Instruction: Write out the items from the line containing "instances of yellow" through the line containing "top-left (180, 202), bottom-right (212, 232)", both included, without changing anything.

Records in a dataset

++++

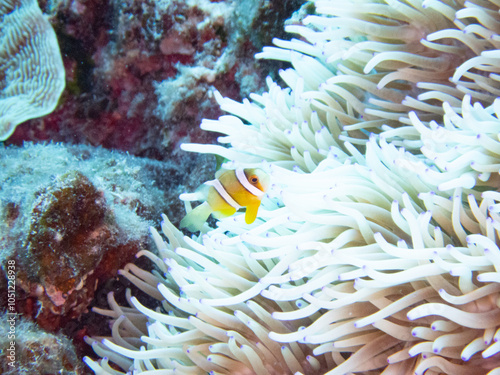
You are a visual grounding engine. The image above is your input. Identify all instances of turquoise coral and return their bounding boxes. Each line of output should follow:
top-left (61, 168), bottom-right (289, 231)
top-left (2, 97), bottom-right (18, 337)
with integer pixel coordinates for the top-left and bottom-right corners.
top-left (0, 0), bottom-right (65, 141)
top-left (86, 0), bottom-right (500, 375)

++++

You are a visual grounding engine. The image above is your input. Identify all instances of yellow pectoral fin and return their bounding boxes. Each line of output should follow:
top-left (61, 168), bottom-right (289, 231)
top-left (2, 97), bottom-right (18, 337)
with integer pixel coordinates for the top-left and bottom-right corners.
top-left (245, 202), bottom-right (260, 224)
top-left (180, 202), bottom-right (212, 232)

++++

Written response:
You are a visual grounding engine. The image above is your input. Identify all instances of yellow pectoral fin and return their bounding boxes. Each line of output should follow:
top-left (61, 168), bottom-right (289, 231)
top-left (2, 97), bottom-right (18, 337)
with integer pixel coordinates for the top-left and bottom-right corners.
top-left (245, 202), bottom-right (260, 224)
top-left (180, 202), bottom-right (212, 232)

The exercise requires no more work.